**WHAT TO DO**. Each line containing the string "below" should be copied out of the entries.
___ PROVIDED RECORDS
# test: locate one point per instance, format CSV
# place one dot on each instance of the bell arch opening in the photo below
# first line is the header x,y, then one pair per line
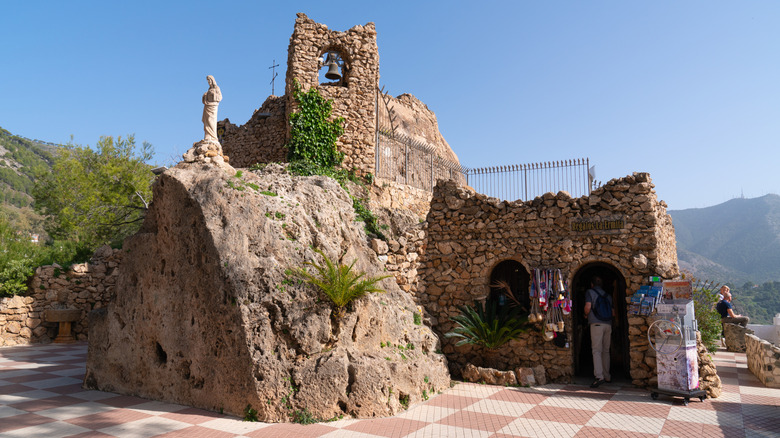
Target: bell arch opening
______
___ PROVIDED RECORDS
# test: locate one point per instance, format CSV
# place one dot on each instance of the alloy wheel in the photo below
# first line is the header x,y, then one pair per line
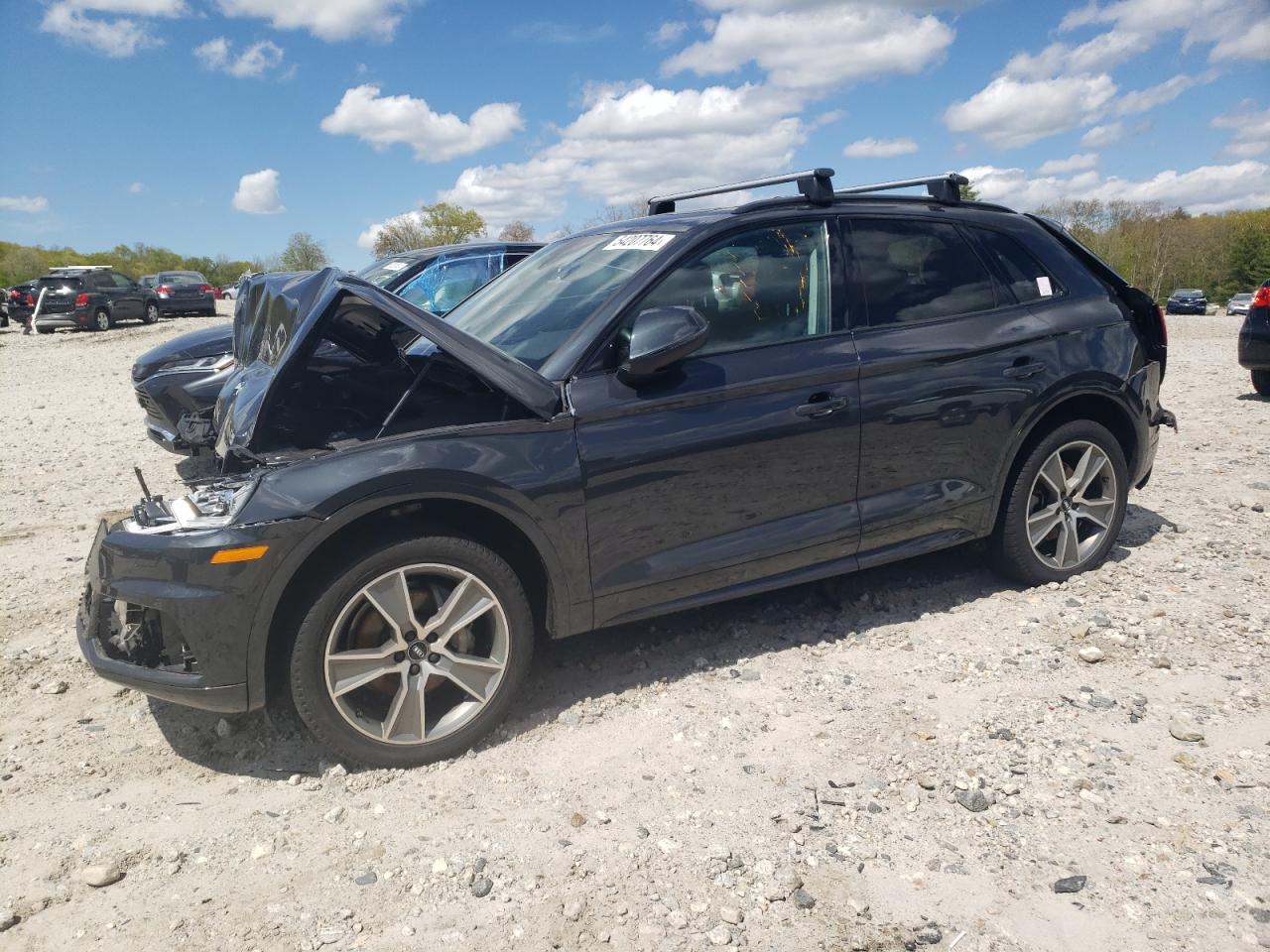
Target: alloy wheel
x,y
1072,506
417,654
______
**ANSWER FOR THIS EXERCISE**.
# place one dot on each instance of the bell arch opening in the photo below
# place one dot on each instance of the alloy wheel in the photo below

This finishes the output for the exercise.